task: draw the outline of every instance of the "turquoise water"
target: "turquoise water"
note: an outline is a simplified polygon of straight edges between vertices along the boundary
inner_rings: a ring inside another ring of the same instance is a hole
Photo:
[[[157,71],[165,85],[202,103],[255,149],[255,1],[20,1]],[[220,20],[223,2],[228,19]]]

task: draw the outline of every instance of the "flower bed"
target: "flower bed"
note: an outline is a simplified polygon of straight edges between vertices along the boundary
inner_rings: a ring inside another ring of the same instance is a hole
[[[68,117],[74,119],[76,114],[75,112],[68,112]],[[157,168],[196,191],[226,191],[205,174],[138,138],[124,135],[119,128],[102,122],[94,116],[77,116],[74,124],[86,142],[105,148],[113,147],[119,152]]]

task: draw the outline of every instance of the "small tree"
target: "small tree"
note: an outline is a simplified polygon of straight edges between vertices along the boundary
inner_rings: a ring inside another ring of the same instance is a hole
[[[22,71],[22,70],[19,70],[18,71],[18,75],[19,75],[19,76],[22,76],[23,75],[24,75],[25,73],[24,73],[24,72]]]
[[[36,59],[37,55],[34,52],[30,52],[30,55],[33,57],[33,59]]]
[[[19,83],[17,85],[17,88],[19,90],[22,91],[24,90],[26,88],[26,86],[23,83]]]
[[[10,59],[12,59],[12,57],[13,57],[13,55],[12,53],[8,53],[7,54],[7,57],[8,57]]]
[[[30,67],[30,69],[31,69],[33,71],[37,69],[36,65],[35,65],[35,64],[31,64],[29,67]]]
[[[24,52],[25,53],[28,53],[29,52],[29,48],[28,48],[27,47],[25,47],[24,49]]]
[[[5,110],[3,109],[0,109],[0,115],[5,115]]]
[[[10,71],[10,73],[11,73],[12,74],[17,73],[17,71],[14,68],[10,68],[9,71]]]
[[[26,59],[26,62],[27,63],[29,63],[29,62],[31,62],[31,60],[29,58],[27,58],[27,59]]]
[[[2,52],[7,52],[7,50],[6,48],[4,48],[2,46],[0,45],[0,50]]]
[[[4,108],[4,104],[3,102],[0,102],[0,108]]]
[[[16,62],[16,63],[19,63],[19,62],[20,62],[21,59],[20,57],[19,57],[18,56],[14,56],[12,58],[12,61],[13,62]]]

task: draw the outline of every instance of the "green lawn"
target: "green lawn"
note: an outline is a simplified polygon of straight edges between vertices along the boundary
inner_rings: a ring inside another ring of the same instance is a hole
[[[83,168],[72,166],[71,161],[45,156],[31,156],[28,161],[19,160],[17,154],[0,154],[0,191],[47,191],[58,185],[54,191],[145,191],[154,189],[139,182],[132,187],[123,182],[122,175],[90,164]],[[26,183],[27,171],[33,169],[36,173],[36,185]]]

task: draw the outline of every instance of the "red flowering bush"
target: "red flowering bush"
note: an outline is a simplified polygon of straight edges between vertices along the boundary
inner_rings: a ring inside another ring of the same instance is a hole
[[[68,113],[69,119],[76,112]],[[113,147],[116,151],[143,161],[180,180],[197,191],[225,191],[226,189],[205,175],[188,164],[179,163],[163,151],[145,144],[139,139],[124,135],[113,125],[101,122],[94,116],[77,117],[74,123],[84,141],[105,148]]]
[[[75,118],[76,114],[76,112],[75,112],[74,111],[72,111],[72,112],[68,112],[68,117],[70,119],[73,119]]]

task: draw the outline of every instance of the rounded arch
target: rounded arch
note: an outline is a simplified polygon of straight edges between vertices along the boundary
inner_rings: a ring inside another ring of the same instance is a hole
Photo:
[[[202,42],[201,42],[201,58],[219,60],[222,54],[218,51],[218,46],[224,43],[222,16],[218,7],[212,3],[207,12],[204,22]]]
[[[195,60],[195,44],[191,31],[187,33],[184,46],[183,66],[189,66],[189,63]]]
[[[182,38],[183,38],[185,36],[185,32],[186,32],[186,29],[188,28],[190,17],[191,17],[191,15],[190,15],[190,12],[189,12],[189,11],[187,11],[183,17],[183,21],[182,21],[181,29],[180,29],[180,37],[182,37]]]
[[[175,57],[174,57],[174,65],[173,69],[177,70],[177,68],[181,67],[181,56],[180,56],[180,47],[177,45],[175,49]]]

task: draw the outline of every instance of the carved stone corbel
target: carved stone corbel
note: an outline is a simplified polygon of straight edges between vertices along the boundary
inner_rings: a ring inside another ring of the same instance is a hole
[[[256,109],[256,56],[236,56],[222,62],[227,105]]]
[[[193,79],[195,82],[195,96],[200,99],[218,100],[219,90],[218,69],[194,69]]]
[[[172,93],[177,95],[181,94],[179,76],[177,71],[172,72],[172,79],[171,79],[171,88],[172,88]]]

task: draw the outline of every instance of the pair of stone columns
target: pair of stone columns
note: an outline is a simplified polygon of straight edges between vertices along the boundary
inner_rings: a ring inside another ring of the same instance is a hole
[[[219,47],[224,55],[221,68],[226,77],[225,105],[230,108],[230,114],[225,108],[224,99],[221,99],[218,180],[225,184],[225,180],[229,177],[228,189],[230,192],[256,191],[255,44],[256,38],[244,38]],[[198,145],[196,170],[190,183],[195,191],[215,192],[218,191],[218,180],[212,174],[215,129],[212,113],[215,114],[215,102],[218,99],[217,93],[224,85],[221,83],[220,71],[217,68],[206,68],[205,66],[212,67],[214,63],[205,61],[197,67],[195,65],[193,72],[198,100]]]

+===+

### Directive
Starting with the line with "task: draw the outline of every instance of the pair" and going on through the last line of the items, write all those lines out again, task lines included, adding 134 to every vertex coordinate in the outlines.

### Solution
task: draw the outline of every instance of the pair of stone columns
target: pair of stone columns
note: an outline is a simplified polygon of straight edges between vertices along the boundary
inner_rings: a ring inside another ring of the same instance is a hole
[[[353,181],[358,189],[355,202],[360,211],[359,239],[364,242],[364,248],[359,242],[358,233],[355,233],[352,314],[359,318],[359,314],[363,311],[362,323],[364,326],[390,325],[389,178],[390,172],[378,172]],[[332,279],[330,304],[324,317],[329,325],[349,326],[352,325],[352,314],[346,308],[349,263],[346,247],[349,248],[349,236],[352,233],[351,227],[358,219],[355,217],[354,205],[351,202],[340,202],[339,200],[346,201],[348,197],[339,195],[331,201],[329,199],[327,206],[332,234]]]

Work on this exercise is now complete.